Saved entries
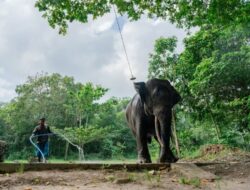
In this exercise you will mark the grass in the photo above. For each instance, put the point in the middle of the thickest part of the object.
(76, 161)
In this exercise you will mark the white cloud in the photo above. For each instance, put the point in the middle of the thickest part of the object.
(89, 52)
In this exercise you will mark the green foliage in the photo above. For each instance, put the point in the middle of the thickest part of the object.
(75, 111)
(212, 76)
(162, 61)
(184, 13)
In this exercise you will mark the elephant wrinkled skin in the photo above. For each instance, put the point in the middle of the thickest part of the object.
(149, 114)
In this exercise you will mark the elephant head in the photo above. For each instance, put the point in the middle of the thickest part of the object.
(158, 98)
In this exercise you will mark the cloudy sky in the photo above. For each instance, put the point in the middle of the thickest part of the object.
(89, 52)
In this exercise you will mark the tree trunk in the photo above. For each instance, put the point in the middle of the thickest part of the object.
(174, 134)
(66, 151)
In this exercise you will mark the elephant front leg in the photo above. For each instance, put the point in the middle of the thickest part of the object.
(164, 126)
(142, 149)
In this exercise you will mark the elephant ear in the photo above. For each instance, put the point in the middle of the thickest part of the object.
(140, 88)
(176, 96)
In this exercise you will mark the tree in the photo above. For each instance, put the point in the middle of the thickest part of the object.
(83, 135)
(83, 101)
(183, 12)
(212, 76)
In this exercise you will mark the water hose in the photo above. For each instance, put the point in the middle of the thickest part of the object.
(51, 134)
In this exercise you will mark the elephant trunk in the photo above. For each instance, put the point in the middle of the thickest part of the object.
(158, 131)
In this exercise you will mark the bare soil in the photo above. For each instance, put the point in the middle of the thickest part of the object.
(233, 173)
(230, 176)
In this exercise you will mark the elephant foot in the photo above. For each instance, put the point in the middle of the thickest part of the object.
(170, 159)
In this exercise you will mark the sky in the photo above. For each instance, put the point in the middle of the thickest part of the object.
(90, 52)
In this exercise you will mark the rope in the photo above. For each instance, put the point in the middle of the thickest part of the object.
(123, 44)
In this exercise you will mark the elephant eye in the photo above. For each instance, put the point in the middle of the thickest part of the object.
(157, 92)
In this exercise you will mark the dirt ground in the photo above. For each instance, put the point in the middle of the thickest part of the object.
(230, 176)
(232, 167)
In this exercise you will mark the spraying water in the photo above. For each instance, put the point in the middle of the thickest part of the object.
(80, 150)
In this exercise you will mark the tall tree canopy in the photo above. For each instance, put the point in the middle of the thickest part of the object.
(183, 12)
(212, 75)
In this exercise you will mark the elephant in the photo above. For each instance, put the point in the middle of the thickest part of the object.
(149, 114)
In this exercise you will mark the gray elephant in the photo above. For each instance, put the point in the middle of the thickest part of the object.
(149, 114)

### Directions
Reproduce every one of the saved entries above verbatim, omitting the pictures.

### Task output
In this exercise you will mark the grass in the photo above. For each instance, put the point in the middle of the thickest part of the object.
(76, 161)
In this exercise you will mark the white cloud in the photo above. For each instance, put the point in the middle of the thickest part of the object.
(89, 52)
In this exercise you will mark the green foliage in the photo above. For each instance, put the point in the middle of the thickest part of the object.
(75, 111)
(212, 76)
(162, 61)
(184, 13)
In this exercise you will mark the elephant wrinkled skin in the photo above. For each instance, put the point in the middle of the thickest part of the object.
(149, 114)
In this exercise you will mark the elephant head in the photo above. For each instance, put the point in the middle of the thickest part of the object.
(158, 98)
In this exercise you will mark the cloudy sky in the photo above. For each instance, put the point in the middle of the thickest part of the object.
(89, 52)
In this exercise you will mark the tree trunk in the photo above. For each instance, put the point in the middle of the thickest part of the object.
(174, 134)
(66, 151)
In this exercise you will mark the elephant front leg in the photo above. For each instance, put the point in the middle of the thickest part of the object.
(164, 126)
(142, 149)
In this exercise you will mark the elephant ear in the photo above. For each instance, put the point in the middle of the thickest part of the object.
(140, 88)
(176, 96)
In this exercise you will mark the tree in the photo above. For each instance, put the point in the middle of the thickest part of the object.
(83, 135)
(83, 101)
(183, 12)
(212, 76)
In this exercise you will mark the water hose in the photo above. For each instance, put the point in the middle of the thickest part of the object.
(51, 134)
In this exercise you will mark the elephant trunk in the photo above. For each instance, put the point in the middle of the thickest part of the object.
(158, 131)
In this exercise you will mark the bare soil in the photo above. For each instance, put the point in the middle of the thickest part of the object.
(233, 173)
(230, 176)
In this exercise you will mark the elephant foot in the photo above. For each instance, put the point in the middle of the thickest part of the object.
(170, 159)
In this exercise you will mark the sky in the photo above. For each instance, put the point in the middle of the thickest part of the object.
(90, 52)
In this exercise you will mark the rope in the photo above. For each instance, put the point in the middle of the thickest part of the object.
(123, 44)
In this exercise you will mark the elephant eye in the photo above. For each instance, put the point in the middle of the thickest part of the object.
(157, 92)
In this exercise you will mark the dirt ground in the photo above. For each instance, put the point in the middle of the thickest part of the object.
(230, 176)
(232, 167)
In this exercise you will mark the spraying water in the photo above. For each instance, put the point in the middle of the thickest part of the object.
(80, 150)
In this exercise you will mark the tall tree canopy in the photo above. For each instance, put the point in the middle of the thickest part of the object.
(183, 12)
(212, 75)
In this exercise you will mark the elephant in the photo above. For each instance, put the point in the middle of the thickest part of the object.
(149, 114)
In this exercise you will mark the gray elephant in the photo above. For each instance, put the point in the middle of the thickest part of the object.
(149, 114)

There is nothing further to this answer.